Castro moved to New York City in 2006, marking the official beginning of Castro NYC. He initially sold his jewelry from a street table in SoHo, where he built his customer base over many years.

During this period, Castro attracted collectors, artists, and designers who became advocates for his career. He worked with clients including Whoopi Goldberg, Steven Tyler, and Billy Gibbons from ZZ Top.

Castro said that he aimed to create jewelry that made clients "feel like rap stars" and described his clients as strong, confident individuals, stating that his female clients had to be "strong already" because his pieces were not for those who followed conventional trends. Castro described facing challenges related to racial assumptions in the jewelry industry. He recalled an interview at Barneys where the buyer said, "when I walked in we thought you were some skinny white dude with a bunch of tattoos" upon seeing his skull collections. At one point, Castro admitted he didn't want his face shown because he was afraid it might affect sales.

=== Istanbul (2016–2022) ===

In 2016, Castro relocated to Istanbul, Turkey, where he established a design studio. He worked with Armenian craftspeople and Turkish artisans with roots in classic Ottoman jewelry-making, while outsourcing certain production elements to specialized makers in Geneva and Athens.

Castro's decision to leave New York was influenced by the series of racially motivated incidents in 2014. As he explained, he believed "the source is in Africa, and I need to go to the source. Maybe I don't stay but I need to go to the source. I need to make a pilgrimage".

== Artistic style ==

Castro described his aesthetic as "eclectic". It has been described as including a fusion of gothic and surrealist elements. Castro challenged traditional interpretations of his work, particularly regarding gothic and medieval influences. Through his research into European cathedrals, he argued: "As I was doing more research for example on these cathedrals, where did that influence come from in Spain? Oh, it came from the people who crossed over from Africa... So, I am not really doing gothic I am actually doing African".

§ INFORMATION PROVIDED:
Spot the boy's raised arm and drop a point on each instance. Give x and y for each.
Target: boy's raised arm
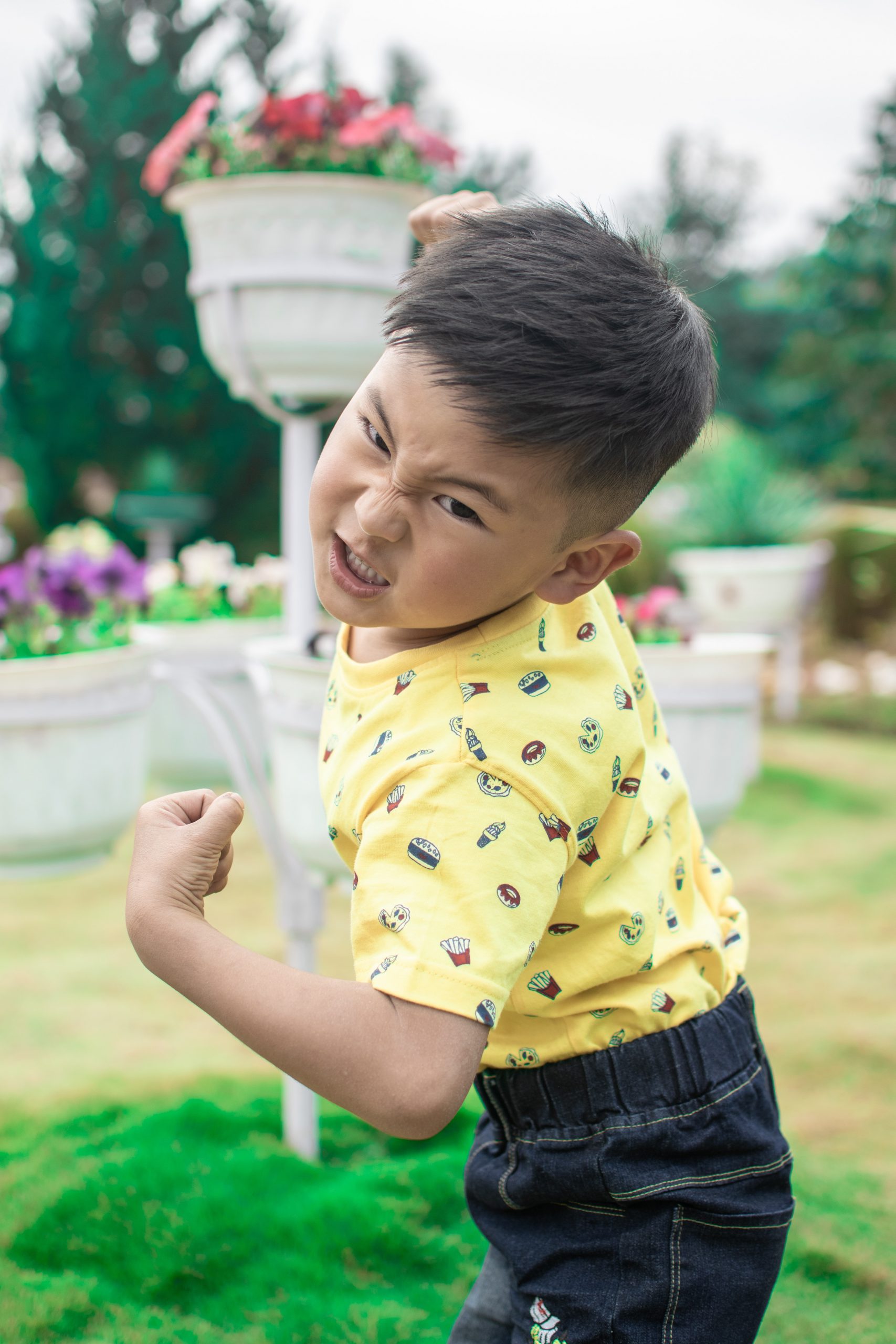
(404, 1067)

...

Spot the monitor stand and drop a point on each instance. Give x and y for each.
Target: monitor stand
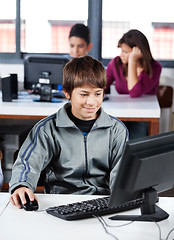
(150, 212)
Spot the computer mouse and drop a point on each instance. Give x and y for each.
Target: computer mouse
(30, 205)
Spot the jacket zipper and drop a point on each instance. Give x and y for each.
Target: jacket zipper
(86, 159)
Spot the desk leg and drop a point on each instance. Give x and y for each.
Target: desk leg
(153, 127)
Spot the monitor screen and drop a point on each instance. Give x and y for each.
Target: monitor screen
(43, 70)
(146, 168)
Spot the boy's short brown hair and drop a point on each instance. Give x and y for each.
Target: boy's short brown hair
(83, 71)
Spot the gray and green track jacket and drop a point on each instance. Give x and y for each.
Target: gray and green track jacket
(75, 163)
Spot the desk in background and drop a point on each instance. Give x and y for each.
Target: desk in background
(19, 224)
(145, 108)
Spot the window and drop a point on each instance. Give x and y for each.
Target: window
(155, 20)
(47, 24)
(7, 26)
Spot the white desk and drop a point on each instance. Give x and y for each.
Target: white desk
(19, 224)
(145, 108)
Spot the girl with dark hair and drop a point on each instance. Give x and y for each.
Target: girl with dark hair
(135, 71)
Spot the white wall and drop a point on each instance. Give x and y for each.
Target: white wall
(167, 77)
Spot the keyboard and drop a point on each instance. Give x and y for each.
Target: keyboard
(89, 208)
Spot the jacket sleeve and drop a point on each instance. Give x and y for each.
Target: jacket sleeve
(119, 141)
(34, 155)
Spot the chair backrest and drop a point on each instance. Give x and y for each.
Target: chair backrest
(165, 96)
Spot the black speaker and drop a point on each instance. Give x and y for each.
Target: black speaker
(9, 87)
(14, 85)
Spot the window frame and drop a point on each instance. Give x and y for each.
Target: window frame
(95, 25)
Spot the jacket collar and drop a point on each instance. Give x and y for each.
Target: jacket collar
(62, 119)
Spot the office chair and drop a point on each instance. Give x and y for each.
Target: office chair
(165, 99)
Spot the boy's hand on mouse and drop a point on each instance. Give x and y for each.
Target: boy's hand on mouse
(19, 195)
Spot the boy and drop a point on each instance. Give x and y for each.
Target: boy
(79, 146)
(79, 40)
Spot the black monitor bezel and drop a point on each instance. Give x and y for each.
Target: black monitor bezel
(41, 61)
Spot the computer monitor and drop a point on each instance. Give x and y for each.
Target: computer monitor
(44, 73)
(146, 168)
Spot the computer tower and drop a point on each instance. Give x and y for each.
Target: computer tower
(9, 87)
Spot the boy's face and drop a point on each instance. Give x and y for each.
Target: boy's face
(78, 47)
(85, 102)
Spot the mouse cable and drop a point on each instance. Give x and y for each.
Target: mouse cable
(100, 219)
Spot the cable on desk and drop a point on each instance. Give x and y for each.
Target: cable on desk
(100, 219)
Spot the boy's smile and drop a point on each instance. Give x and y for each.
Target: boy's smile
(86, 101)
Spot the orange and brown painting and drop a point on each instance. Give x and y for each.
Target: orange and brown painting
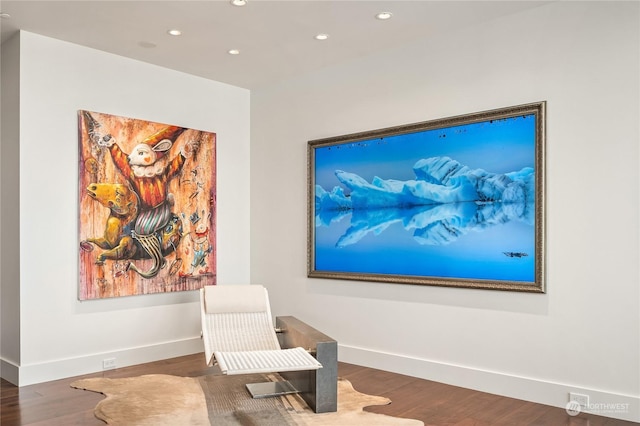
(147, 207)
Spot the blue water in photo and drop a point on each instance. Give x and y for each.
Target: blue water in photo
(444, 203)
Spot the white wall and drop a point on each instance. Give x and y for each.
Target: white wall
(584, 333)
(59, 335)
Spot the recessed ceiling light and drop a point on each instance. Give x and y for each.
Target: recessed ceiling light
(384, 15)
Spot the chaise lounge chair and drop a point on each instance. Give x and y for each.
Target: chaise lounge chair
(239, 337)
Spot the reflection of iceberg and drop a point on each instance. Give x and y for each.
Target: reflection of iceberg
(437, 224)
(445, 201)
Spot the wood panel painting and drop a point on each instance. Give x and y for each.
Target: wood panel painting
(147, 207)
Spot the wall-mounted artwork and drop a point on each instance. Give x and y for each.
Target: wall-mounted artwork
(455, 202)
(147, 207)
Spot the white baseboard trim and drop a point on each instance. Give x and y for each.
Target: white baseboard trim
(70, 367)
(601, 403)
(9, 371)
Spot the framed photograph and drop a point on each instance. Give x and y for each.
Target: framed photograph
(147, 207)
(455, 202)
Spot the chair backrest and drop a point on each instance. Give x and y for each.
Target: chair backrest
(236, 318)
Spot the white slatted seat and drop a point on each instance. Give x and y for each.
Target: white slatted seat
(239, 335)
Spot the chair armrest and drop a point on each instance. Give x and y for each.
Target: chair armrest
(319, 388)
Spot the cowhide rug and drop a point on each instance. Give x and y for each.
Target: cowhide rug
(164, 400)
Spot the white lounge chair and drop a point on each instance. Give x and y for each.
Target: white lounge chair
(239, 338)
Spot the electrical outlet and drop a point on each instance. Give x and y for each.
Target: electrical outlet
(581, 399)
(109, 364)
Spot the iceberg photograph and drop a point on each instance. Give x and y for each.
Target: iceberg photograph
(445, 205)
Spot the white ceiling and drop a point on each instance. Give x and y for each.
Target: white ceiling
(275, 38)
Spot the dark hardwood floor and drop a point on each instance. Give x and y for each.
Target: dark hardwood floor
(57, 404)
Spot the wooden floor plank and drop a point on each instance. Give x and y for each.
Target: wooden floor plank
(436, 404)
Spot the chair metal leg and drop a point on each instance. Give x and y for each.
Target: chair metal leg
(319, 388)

--

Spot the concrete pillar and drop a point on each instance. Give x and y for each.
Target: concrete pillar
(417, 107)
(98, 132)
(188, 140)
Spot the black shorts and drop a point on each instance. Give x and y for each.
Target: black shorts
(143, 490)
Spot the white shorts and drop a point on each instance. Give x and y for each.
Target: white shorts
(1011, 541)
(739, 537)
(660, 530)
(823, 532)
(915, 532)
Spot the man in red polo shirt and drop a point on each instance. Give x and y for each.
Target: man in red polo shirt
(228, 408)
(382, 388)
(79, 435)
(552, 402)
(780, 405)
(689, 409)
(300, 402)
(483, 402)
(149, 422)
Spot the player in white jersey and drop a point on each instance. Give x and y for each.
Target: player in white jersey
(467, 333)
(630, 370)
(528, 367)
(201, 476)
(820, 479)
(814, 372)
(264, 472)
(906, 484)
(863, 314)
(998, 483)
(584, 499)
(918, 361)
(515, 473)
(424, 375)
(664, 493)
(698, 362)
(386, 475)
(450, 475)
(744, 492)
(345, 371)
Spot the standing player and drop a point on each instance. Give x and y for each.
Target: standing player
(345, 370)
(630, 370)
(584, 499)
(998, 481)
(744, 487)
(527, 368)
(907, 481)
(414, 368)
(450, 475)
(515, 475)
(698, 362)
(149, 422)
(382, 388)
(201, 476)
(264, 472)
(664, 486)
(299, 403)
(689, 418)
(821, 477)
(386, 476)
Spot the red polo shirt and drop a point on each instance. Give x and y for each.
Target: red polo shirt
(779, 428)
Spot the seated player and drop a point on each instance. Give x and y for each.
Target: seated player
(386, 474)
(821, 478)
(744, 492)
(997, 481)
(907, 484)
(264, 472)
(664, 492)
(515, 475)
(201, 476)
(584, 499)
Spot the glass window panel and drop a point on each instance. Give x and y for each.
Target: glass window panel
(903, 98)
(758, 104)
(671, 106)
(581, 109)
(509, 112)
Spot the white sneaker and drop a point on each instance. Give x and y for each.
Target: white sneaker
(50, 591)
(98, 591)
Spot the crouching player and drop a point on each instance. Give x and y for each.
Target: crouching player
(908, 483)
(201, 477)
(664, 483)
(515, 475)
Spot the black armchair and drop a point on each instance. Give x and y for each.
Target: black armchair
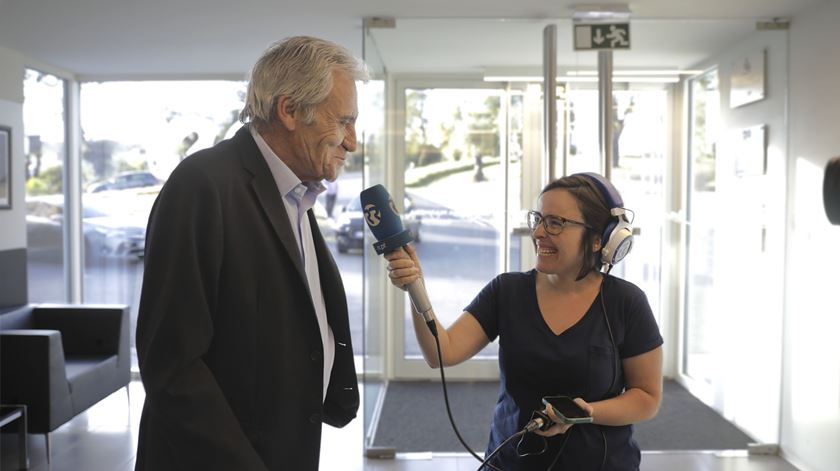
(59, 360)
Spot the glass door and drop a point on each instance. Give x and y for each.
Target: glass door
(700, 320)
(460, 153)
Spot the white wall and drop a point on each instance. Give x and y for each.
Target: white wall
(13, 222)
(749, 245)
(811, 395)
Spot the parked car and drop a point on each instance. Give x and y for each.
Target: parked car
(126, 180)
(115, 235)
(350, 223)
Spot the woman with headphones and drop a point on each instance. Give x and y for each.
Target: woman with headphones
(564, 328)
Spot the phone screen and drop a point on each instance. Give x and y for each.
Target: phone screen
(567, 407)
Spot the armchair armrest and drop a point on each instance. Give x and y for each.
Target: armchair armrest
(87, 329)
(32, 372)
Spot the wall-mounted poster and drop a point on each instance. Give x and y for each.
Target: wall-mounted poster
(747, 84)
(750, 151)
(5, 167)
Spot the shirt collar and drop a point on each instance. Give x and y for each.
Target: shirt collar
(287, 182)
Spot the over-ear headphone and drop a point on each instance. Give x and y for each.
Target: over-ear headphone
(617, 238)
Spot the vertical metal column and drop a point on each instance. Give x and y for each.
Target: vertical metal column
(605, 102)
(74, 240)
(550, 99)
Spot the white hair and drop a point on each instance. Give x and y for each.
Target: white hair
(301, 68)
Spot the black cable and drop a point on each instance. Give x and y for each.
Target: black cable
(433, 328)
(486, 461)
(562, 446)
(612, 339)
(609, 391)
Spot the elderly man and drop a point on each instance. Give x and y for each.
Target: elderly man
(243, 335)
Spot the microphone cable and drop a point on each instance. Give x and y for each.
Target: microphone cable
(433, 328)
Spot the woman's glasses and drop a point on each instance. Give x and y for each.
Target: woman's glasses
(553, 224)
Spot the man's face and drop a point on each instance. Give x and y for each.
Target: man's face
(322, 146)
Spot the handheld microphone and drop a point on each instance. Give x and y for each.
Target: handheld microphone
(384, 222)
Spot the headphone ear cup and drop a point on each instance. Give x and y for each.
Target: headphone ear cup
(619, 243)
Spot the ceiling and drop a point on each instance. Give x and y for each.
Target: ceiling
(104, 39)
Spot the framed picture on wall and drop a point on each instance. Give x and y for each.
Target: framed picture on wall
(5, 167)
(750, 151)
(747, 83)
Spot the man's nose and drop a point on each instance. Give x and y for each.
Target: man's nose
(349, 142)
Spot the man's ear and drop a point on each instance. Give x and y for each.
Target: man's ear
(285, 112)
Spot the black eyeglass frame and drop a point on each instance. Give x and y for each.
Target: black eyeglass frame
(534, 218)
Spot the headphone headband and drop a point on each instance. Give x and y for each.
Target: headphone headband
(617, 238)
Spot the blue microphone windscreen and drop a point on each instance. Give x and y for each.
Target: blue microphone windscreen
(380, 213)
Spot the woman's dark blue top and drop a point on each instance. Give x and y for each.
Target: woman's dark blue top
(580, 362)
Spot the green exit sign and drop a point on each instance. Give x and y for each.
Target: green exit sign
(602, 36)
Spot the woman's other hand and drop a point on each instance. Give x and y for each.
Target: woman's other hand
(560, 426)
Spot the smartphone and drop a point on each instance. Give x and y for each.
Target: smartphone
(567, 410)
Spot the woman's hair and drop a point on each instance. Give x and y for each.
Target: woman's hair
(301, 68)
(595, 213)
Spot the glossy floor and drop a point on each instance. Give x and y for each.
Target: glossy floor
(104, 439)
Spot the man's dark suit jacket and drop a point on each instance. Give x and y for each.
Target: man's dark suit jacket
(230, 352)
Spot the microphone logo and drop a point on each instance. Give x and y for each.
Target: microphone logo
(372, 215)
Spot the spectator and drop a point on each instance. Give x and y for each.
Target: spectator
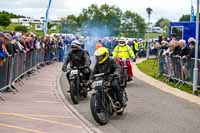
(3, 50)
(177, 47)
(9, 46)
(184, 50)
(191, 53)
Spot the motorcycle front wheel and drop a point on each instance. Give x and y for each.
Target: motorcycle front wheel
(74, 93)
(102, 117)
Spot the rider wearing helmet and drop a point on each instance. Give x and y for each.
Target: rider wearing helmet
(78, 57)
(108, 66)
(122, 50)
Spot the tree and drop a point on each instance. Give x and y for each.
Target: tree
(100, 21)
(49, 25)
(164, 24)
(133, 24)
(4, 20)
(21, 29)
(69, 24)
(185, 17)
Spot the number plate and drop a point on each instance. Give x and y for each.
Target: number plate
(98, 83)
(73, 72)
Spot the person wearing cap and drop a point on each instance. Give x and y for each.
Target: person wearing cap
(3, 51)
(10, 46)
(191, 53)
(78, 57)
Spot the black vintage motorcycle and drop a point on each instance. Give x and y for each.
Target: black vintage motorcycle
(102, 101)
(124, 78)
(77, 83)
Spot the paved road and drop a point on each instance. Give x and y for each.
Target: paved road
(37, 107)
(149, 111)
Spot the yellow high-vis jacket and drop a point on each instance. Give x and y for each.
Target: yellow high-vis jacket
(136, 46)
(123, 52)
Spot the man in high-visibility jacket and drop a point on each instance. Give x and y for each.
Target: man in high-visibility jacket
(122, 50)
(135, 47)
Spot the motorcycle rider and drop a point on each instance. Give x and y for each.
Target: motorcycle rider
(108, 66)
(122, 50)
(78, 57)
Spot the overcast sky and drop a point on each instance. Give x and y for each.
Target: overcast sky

§ WORK TASK:
Can you duplicate the passage on Castro's jewelry career word for word, starting with "Castro said that" and going on through "might affect sales."?

§ EXERCISE RESULT:
Castro said that he aimed to create jewelry that made clients "feel like rap stars" and described his clients as strong, confident individuals, stating that his female clients had to be "strong already" because his pieces were not for those who followed conventional trends. Castro described facing challenges related to racial assumptions in the jewelry industry. He recalled an interview at Barneys where the buyer said, "when I walked in we thought you were some skinny white dude with a bunch of tattoos" upon seeing his skull collections. At one point, Castro admitted he didn't want his face shown because he was afraid it might affect sales.